SOURCE PASSAGE:
§ §

Toleration; perpetuation? Acceptance; perpetuation?
    Please respond.
    Mr. Picciolini. If I might, there are two things that 
extremists love, and that is silence and violence. When we 
ignore them, they grow. When we are violent against them, they 
use that as a victim narrative. And if we are quiet about what 
is happening in the world today, if we are not speaking truth 
to it, it will grow. It will fester, like it has for 400 years.
    And we have an opportunity, I think, right now, as a 
learning moment, to really acknowledge the problems, the 
failures that we have made, and work toward a solution that 
works for everybody.
    Mr. Green of Texas. Thank you, Mr. Chairman. You have been 
more than kind.
    Thank you.
    Mr. Deutch. Thank you, Mr. Green. I appreciate the 
questions.
    I neglected to ask unanimous consent that you and Ms. 
Clarke be able to ask questions as members of the full 
committee.
    Without objection.
    Ms. Clarke, you are recognized for 5 minutes.
    Ms. Clarke. I thank you, Mr. Chairman. I thank both the 
chairman and the ranking member for holding this very important 
hearing.
    And I just want to get some feedback on a number of the 
questions that were provided to us, because you have given a 
lot of really important testimony.
    Mr. Picciolini, I am really interested in the 
deradicalization process. Were there certain messages or 
approaches that were most effective in your deradicalization 
process? And, in your opinion, which aspects of current 
deradicalization efforts work, and which do not?
    And I heard you mention about, sort of, the early childhood 
education piece, but you were caught at a later stage in life, 
so that would be very informative.
    Mr. Picciolini. You know, I do a lot of listening rather 
than debating or arguing, and what I learn from listening is 
what I call potholes. And those are the things that people run 
into in their life's journey. It could be trauma, it can be 
poverty, it can be joblessness. Even privilege can keep us in a 
very isolated bubble.
    And what I do is I fill those potholes in. I work with 
social services, psychiatrists and other mental health 
professionals, job trainers, to really build resilience in 
people, without addressing the ideology.

§ §

PROVIDED DATA:
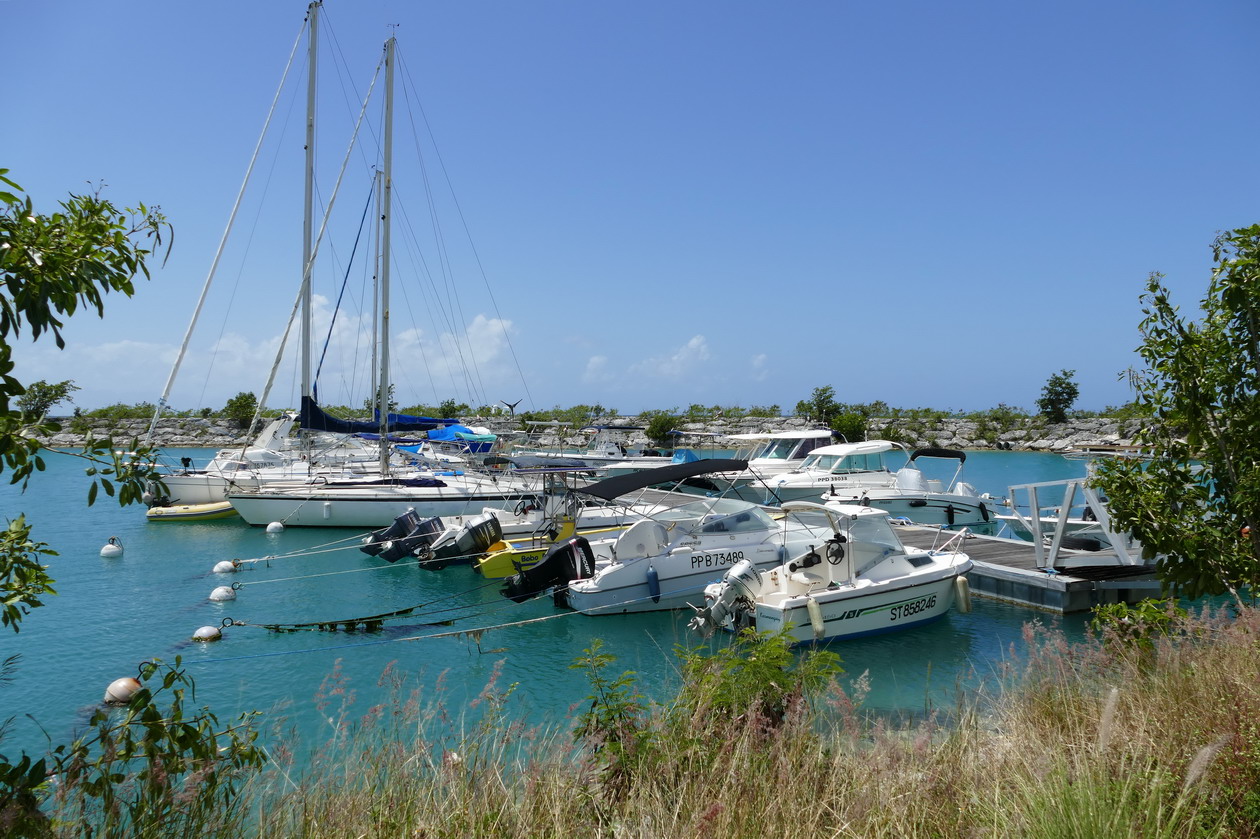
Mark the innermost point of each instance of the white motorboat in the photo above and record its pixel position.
(911, 495)
(861, 580)
(849, 468)
(665, 559)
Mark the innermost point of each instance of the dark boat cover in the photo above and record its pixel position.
(316, 420)
(953, 454)
(616, 486)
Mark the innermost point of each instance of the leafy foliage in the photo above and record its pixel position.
(148, 771)
(40, 397)
(151, 769)
(659, 426)
(756, 677)
(1057, 396)
(1197, 500)
(23, 580)
(241, 408)
(615, 726)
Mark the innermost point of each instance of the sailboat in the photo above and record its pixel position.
(372, 502)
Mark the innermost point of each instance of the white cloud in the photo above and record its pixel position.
(684, 362)
(757, 369)
(596, 370)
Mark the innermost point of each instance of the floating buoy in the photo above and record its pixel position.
(121, 690)
(207, 634)
(815, 616)
(962, 593)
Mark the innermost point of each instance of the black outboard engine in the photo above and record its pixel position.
(374, 542)
(471, 542)
(568, 561)
(415, 542)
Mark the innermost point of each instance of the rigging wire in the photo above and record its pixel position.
(468, 232)
(354, 250)
(227, 231)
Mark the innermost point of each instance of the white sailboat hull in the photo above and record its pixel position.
(371, 507)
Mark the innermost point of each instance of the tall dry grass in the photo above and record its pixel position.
(1099, 738)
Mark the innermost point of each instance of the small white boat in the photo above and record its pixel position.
(665, 559)
(859, 581)
(192, 512)
(916, 498)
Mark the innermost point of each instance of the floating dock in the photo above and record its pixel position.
(1077, 581)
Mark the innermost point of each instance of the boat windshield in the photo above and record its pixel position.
(721, 515)
(843, 464)
(875, 529)
(776, 450)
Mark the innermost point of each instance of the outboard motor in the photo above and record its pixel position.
(566, 562)
(471, 542)
(415, 542)
(374, 542)
(738, 586)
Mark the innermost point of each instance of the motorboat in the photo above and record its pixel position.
(849, 468)
(665, 559)
(911, 495)
(859, 580)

§ §

WHAT IS ASKED:
A – In the hearing transcript, what two things does Mr. Picciolini say extremists love?
B – Repeat word for word the stretch of the hearing transcript from "Mr. Picciolini. If" through "works for everybody.".
The items come from a different source than the hearing transcript.

CORRECT ANSWERS:
A – Silence and violence.

B –
Mr. Picciolini. If I might, there are two things that 
extremists love, and that is silence and violence. When we 
ignore them, they grow. When we are violent against them, they 
use that as a victim narrative. And if we are quiet about what 
is happening in the world today, if we are not speaking truth 
to it, it will grow. It will fester, like it has for 400 years.
    And we have an opportunity, I think, right now, as a 
learning moment, to really acknowledge the problems, the 
failures that we have made, and work toward a solution that 
works for everybody.